• Requirements:
Pull out every line in the records below that contains the word "feathers", and copy each one as it stands.

• Data supplied:
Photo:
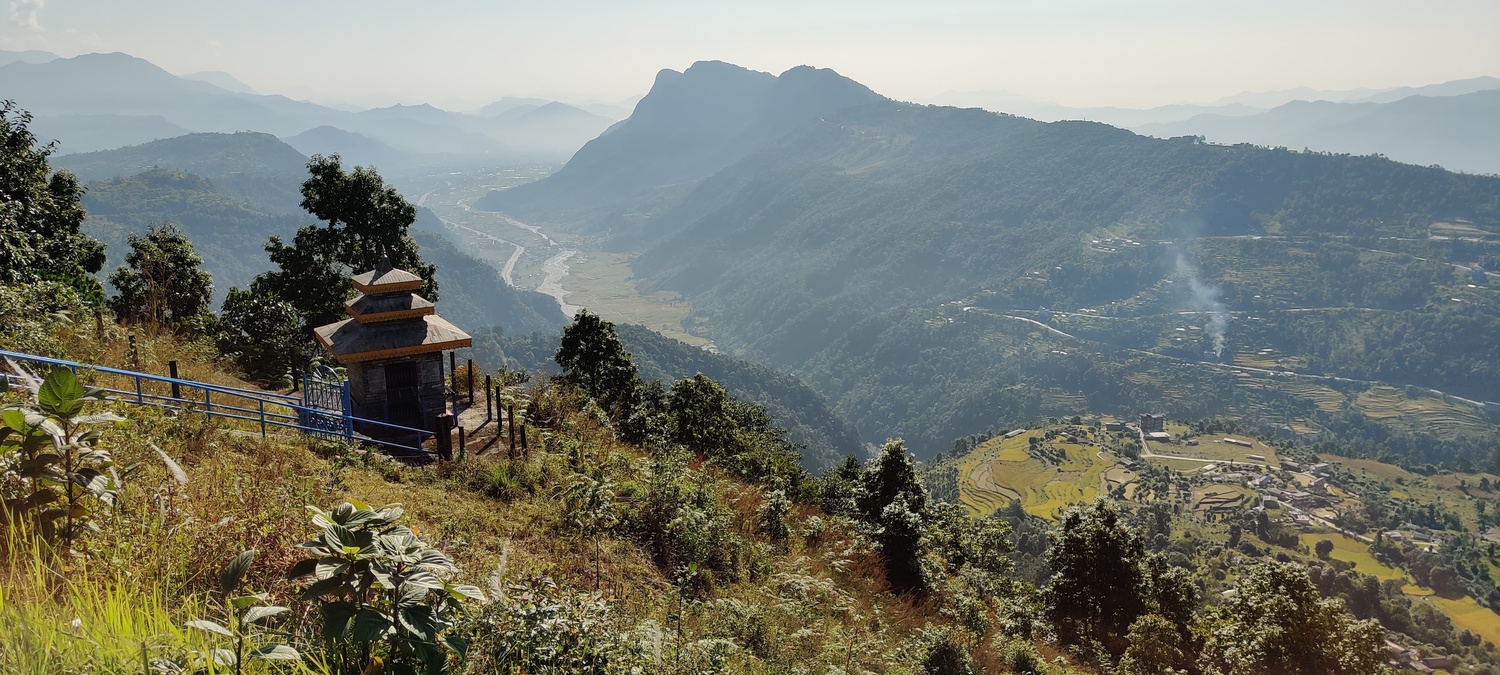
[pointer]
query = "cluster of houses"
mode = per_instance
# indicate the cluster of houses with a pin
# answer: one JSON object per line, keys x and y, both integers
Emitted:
{"x": 1112, "y": 245}
{"x": 1407, "y": 659}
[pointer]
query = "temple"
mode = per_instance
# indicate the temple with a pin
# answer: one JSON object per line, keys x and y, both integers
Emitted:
{"x": 392, "y": 348}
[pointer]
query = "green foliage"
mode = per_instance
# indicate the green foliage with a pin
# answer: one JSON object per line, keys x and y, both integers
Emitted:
{"x": 593, "y": 359}
{"x": 41, "y": 215}
{"x": 773, "y": 516}
{"x": 590, "y": 510}
{"x": 162, "y": 281}
{"x": 243, "y": 632}
{"x": 1103, "y": 581}
{"x": 1278, "y": 623}
{"x": 1155, "y": 647}
{"x": 536, "y": 627}
{"x": 701, "y": 416}
{"x": 381, "y": 590}
{"x": 54, "y": 453}
{"x": 33, "y": 311}
{"x": 365, "y": 222}
{"x": 894, "y": 503}
{"x": 264, "y": 336}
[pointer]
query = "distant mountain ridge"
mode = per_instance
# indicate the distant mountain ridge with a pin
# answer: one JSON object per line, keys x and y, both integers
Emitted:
{"x": 851, "y": 246}
{"x": 1460, "y": 132}
{"x": 135, "y": 101}
{"x": 690, "y": 125}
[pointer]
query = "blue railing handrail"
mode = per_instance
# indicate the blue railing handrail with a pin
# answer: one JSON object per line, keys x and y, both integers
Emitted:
{"x": 258, "y": 414}
{"x": 249, "y": 393}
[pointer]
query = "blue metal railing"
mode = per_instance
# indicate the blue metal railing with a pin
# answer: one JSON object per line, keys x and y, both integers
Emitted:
{"x": 264, "y": 408}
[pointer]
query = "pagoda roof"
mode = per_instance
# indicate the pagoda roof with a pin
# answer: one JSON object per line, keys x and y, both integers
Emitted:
{"x": 369, "y": 309}
{"x": 353, "y": 341}
{"x": 386, "y": 278}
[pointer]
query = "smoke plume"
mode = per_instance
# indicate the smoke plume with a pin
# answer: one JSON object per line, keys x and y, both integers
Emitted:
{"x": 1206, "y": 299}
{"x": 24, "y": 14}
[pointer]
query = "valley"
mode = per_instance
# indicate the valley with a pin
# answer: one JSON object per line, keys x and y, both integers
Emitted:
{"x": 575, "y": 270}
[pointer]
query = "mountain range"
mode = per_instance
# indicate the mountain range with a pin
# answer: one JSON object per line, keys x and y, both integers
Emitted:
{"x": 107, "y": 101}
{"x": 1449, "y": 123}
{"x": 896, "y": 255}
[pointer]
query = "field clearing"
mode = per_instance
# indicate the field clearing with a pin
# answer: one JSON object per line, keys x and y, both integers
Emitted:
{"x": 1220, "y": 498}
{"x": 1353, "y": 551}
{"x": 1184, "y": 465}
{"x": 1469, "y": 615}
{"x": 1002, "y": 470}
{"x": 605, "y": 284}
{"x": 1370, "y": 467}
{"x": 1215, "y": 449}
{"x": 1424, "y": 413}
{"x": 1323, "y": 396}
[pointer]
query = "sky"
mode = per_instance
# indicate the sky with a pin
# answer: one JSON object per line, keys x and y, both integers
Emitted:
{"x": 462, "y": 54}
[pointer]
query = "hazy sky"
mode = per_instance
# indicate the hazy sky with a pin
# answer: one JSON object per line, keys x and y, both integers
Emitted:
{"x": 1079, "y": 53}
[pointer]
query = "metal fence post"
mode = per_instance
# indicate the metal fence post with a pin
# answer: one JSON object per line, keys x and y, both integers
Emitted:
{"x": 446, "y": 435}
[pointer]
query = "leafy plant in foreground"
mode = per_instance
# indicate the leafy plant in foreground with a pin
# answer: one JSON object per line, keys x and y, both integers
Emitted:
{"x": 242, "y": 627}
{"x": 54, "y": 453}
{"x": 383, "y": 591}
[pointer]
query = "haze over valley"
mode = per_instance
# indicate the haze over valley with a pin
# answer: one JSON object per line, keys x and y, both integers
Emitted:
{"x": 896, "y": 339}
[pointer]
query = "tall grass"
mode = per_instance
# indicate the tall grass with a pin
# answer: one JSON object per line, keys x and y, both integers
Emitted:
{"x": 54, "y": 621}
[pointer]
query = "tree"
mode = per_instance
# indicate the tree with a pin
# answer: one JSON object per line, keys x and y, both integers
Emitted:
{"x": 162, "y": 279}
{"x": 1094, "y": 593}
{"x": 594, "y": 360}
{"x": 891, "y": 474}
{"x": 1154, "y": 647}
{"x": 365, "y": 221}
{"x": 701, "y": 411}
{"x": 591, "y": 510}
{"x": 41, "y": 215}
{"x": 894, "y": 501}
{"x": 1278, "y": 623}
{"x": 264, "y": 335}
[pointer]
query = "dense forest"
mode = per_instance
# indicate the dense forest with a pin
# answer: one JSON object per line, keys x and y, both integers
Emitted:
{"x": 882, "y": 249}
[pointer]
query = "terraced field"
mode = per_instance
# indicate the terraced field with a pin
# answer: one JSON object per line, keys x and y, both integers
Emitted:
{"x": 1214, "y": 447}
{"x": 1326, "y": 398}
{"x": 1353, "y": 551}
{"x": 1431, "y": 413}
{"x": 1004, "y": 470}
{"x": 1469, "y": 615}
{"x": 1218, "y": 498}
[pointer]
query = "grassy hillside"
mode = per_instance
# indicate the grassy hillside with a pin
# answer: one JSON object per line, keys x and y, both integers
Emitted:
{"x": 1377, "y": 519}
{"x": 200, "y": 491}
{"x": 798, "y": 254}
{"x": 801, "y": 411}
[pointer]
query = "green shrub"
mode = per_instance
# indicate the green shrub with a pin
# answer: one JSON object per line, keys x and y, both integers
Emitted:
{"x": 381, "y": 591}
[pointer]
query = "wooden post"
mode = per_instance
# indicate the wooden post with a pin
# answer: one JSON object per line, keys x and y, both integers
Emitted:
{"x": 446, "y": 435}
{"x": 489, "y": 401}
{"x": 512, "y": 431}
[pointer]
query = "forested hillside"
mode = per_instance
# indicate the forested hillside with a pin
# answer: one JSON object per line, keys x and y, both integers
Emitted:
{"x": 849, "y": 248}
{"x": 692, "y": 125}
{"x": 824, "y": 435}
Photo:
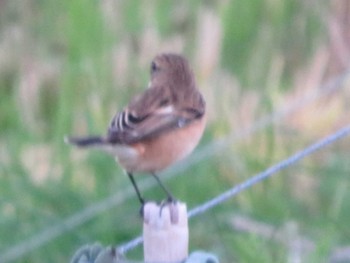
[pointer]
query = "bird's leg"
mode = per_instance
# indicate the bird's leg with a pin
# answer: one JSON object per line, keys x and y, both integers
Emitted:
{"x": 170, "y": 198}
{"x": 131, "y": 177}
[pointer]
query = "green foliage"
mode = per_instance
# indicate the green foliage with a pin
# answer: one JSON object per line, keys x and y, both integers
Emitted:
{"x": 62, "y": 71}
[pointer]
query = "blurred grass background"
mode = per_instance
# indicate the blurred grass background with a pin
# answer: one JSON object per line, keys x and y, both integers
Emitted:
{"x": 67, "y": 66}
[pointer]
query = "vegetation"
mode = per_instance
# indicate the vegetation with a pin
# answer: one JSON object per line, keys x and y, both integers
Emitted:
{"x": 67, "y": 66}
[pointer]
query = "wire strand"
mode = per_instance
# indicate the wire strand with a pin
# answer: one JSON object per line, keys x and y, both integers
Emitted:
{"x": 253, "y": 180}
{"x": 82, "y": 216}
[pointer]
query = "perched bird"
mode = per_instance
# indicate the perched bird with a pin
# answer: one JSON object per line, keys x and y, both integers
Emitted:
{"x": 158, "y": 127}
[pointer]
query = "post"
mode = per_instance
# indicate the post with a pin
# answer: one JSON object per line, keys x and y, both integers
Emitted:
{"x": 165, "y": 232}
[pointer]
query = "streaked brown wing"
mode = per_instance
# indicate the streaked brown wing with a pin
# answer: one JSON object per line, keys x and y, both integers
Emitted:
{"x": 151, "y": 126}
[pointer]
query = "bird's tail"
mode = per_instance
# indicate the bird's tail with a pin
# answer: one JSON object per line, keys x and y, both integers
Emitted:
{"x": 85, "y": 141}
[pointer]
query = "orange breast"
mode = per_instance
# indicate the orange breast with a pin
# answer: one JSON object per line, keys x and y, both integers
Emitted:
{"x": 158, "y": 153}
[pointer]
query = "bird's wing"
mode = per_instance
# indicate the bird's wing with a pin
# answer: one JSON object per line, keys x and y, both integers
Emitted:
{"x": 150, "y": 115}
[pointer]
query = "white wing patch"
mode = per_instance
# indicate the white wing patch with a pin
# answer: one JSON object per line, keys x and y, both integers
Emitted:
{"x": 166, "y": 110}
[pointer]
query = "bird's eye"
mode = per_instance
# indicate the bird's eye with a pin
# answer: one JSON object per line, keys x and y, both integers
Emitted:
{"x": 154, "y": 67}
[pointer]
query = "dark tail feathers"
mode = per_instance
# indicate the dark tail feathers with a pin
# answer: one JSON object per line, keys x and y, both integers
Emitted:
{"x": 85, "y": 141}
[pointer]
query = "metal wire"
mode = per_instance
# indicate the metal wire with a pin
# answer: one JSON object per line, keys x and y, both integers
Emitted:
{"x": 341, "y": 133}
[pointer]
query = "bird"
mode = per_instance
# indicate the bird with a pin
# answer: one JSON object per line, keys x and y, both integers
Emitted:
{"x": 159, "y": 127}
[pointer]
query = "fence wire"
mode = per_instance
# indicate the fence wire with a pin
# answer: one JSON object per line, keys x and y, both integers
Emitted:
{"x": 19, "y": 250}
{"x": 252, "y": 181}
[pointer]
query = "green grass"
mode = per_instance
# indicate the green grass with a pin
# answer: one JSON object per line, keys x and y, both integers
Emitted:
{"x": 67, "y": 66}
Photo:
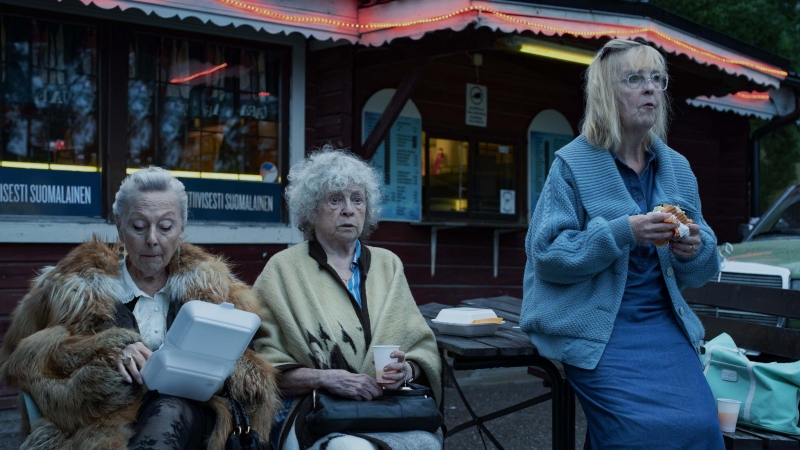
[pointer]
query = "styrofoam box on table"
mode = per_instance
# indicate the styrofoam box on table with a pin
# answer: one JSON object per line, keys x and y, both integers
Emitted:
{"x": 200, "y": 350}
{"x": 463, "y": 315}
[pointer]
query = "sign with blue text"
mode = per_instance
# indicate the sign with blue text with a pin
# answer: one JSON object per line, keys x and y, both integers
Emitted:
{"x": 49, "y": 193}
{"x": 233, "y": 201}
{"x": 398, "y": 158}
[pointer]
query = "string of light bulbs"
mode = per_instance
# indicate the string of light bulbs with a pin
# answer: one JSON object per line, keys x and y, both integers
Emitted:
{"x": 482, "y": 9}
{"x": 752, "y": 95}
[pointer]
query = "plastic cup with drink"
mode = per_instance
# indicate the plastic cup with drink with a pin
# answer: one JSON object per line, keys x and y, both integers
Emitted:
{"x": 728, "y": 413}
{"x": 381, "y": 354}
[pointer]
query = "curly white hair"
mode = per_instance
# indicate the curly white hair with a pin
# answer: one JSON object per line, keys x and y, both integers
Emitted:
{"x": 323, "y": 172}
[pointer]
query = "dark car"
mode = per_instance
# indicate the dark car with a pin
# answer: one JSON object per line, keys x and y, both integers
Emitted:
{"x": 769, "y": 256}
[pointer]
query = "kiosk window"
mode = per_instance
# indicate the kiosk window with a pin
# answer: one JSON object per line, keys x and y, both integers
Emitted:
{"x": 48, "y": 95}
{"x": 205, "y": 109}
{"x": 448, "y": 169}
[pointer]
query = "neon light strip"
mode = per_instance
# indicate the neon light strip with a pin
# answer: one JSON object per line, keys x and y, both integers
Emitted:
{"x": 199, "y": 74}
{"x": 45, "y": 166}
{"x": 587, "y": 34}
{"x": 563, "y": 55}
{"x": 206, "y": 175}
{"x": 751, "y": 96}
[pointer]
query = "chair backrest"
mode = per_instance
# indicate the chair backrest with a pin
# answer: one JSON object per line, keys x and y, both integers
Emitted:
{"x": 755, "y": 336}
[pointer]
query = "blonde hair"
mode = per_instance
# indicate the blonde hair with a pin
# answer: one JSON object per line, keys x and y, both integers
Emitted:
{"x": 323, "y": 172}
{"x": 602, "y": 125}
{"x": 149, "y": 179}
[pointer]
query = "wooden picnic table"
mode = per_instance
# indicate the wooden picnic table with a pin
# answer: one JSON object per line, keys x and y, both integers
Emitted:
{"x": 509, "y": 347}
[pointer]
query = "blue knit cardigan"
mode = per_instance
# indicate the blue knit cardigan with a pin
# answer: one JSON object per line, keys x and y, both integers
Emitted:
{"x": 578, "y": 245}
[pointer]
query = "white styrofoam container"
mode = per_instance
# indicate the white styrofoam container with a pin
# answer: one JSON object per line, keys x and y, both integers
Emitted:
{"x": 463, "y": 316}
{"x": 200, "y": 350}
{"x": 458, "y": 321}
{"x": 457, "y": 329}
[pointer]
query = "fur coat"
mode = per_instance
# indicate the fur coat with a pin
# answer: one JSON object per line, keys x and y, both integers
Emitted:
{"x": 65, "y": 340}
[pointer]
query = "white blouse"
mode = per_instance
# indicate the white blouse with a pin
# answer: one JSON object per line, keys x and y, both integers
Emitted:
{"x": 150, "y": 312}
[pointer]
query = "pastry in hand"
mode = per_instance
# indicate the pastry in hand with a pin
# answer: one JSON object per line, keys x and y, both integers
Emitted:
{"x": 677, "y": 216}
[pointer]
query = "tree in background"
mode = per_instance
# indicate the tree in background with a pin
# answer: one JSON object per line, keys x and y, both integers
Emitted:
{"x": 773, "y": 25}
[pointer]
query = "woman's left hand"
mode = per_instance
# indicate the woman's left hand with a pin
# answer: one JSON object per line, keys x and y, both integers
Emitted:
{"x": 687, "y": 247}
{"x": 399, "y": 371}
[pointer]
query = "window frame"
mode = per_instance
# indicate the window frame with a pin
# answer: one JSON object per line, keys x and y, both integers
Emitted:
{"x": 112, "y": 87}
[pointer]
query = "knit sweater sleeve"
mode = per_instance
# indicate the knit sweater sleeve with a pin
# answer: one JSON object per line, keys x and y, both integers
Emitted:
{"x": 564, "y": 248}
{"x": 696, "y": 271}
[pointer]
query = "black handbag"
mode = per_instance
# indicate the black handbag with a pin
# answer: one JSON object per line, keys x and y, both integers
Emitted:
{"x": 242, "y": 437}
{"x": 396, "y": 410}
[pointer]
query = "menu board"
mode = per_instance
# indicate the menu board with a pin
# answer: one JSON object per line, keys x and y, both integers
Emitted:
{"x": 543, "y": 147}
{"x": 399, "y": 159}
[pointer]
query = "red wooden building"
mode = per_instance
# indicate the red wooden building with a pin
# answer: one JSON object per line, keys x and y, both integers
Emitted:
{"x": 460, "y": 102}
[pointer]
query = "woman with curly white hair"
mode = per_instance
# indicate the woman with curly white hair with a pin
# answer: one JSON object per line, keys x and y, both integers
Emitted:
{"x": 80, "y": 338}
{"x": 328, "y": 300}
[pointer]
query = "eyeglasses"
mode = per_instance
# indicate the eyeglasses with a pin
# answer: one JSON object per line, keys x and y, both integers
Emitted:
{"x": 636, "y": 81}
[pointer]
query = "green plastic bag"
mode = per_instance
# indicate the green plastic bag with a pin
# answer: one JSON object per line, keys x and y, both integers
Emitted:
{"x": 769, "y": 392}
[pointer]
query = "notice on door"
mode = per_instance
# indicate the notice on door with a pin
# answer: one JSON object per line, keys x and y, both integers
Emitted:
{"x": 476, "y": 105}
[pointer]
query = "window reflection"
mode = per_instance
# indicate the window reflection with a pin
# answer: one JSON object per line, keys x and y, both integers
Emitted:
{"x": 448, "y": 163}
{"x": 202, "y": 107}
{"x": 48, "y": 93}
{"x": 494, "y": 171}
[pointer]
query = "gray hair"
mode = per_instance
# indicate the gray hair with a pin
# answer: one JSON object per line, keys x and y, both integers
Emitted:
{"x": 149, "y": 179}
{"x": 602, "y": 125}
{"x": 323, "y": 172}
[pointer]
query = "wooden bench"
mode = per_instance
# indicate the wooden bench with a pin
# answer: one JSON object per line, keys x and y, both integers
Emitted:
{"x": 774, "y": 343}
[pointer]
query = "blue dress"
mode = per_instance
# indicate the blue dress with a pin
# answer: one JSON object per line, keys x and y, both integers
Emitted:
{"x": 648, "y": 390}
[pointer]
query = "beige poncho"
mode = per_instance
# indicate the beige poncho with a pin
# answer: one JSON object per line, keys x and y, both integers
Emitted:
{"x": 311, "y": 320}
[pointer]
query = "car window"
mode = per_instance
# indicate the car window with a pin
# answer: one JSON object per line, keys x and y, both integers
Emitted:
{"x": 784, "y": 220}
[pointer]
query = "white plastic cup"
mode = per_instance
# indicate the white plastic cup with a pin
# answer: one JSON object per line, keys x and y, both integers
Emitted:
{"x": 381, "y": 354}
{"x": 728, "y": 413}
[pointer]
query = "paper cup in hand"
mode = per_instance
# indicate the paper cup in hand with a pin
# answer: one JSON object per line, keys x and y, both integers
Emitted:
{"x": 728, "y": 413}
{"x": 382, "y": 358}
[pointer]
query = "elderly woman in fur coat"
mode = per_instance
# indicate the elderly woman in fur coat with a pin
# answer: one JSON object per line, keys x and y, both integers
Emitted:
{"x": 328, "y": 300}
{"x": 80, "y": 337}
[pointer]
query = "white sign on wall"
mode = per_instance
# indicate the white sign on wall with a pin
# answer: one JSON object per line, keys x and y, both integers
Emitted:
{"x": 508, "y": 201}
{"x": 476, "y": 105}
{"x": 547, "y": 133}
{"x": 398, "y": 158}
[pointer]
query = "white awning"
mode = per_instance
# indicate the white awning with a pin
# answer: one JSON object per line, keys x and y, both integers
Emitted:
{"x": 511, "y": 17}
{"x": 380, "y": 24}
{"x": 225, "y": 14}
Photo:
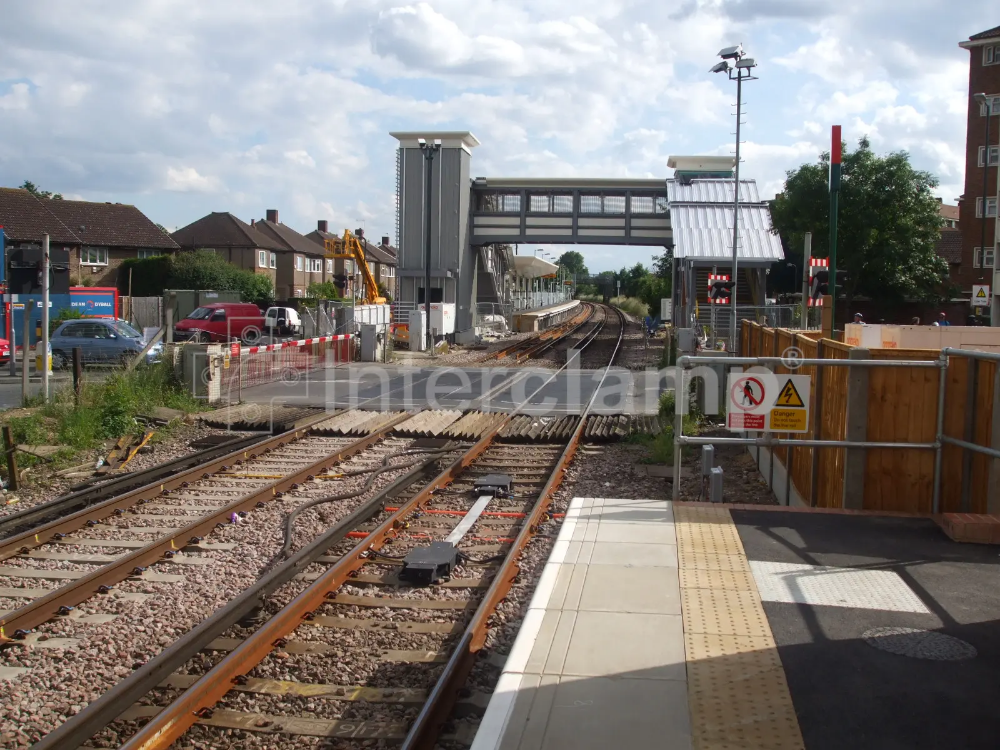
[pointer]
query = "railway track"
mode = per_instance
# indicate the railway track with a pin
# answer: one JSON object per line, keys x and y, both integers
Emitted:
{"x": 537, "y": 344}
{"x": 50, "y": 569}
{"x": 402, "y": 650}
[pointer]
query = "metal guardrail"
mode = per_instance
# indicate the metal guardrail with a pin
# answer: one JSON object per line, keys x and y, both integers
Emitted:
{"x": 769, "y": 442}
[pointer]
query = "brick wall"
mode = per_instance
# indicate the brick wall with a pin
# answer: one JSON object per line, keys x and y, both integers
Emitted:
{"x": 986, "y": 79}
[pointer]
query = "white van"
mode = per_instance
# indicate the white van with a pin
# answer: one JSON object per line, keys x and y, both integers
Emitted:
{"x": 282, "y": 321}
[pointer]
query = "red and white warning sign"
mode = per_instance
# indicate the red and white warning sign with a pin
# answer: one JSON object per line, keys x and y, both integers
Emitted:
{"x": 765, "y": 402}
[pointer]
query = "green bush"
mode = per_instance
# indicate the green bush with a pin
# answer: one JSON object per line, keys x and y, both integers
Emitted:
{"x": 27, "y": 430}
{"x": 197, "y": 270}
{"x": 323, "y": 290}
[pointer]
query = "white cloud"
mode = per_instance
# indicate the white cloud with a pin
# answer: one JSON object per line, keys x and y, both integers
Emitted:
{"x": 184, "y": 107}
{"x": 187, "y": 179}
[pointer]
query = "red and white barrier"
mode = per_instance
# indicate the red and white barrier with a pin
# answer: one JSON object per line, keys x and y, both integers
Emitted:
{"x": 269, "y": 363}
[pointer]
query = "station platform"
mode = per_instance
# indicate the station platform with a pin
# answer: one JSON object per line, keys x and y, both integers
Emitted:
{"x": 545, "y": 317}
{"x": 700, "y": 626}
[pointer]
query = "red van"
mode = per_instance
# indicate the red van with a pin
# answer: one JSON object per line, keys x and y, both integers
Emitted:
{"x": 221, "y": 321}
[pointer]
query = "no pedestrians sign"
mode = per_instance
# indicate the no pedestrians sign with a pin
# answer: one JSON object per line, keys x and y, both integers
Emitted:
{"x": 765, "y": 402}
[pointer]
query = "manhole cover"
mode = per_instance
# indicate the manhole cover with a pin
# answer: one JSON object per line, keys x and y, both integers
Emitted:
{"x": 920, "y": 644}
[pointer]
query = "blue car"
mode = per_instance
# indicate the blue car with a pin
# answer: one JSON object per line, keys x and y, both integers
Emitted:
{"x": 105, "y": 342}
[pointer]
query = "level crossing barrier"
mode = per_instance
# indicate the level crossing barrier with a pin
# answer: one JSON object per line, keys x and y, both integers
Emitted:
{"x": 287, "y": 362}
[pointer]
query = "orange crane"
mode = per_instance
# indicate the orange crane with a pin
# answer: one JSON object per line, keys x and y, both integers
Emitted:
{"x": 352, "y": 249}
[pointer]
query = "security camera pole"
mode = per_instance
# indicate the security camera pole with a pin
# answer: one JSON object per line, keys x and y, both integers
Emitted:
{"x": 739, "y": 70}
{"x": 834, "y": 194}
{"x": 428, "y": 149}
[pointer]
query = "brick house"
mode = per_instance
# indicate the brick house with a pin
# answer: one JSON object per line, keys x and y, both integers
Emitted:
{"x": 978, "y": 221}
{"x": 238, "y": 242}
{"x": 98, "y": 236}
{"x": 302, "y": 263}
{"x": 336, "y": 266}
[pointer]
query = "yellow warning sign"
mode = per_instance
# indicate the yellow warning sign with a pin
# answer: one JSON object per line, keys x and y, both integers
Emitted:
{"x": 789, "y": 396}
{"x": 789, "y": 420}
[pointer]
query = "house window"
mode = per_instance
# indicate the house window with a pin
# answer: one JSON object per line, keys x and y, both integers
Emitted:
{"x": 94, "y": 256}
{"x": 991, "y": 207}
{"x": 994, "y": 155}
{"x": 993, "y": 103}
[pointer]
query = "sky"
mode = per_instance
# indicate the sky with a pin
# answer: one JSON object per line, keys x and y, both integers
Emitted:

• Result:
query = "dark tail feathers"
# indicate the dark tail feathers with a pin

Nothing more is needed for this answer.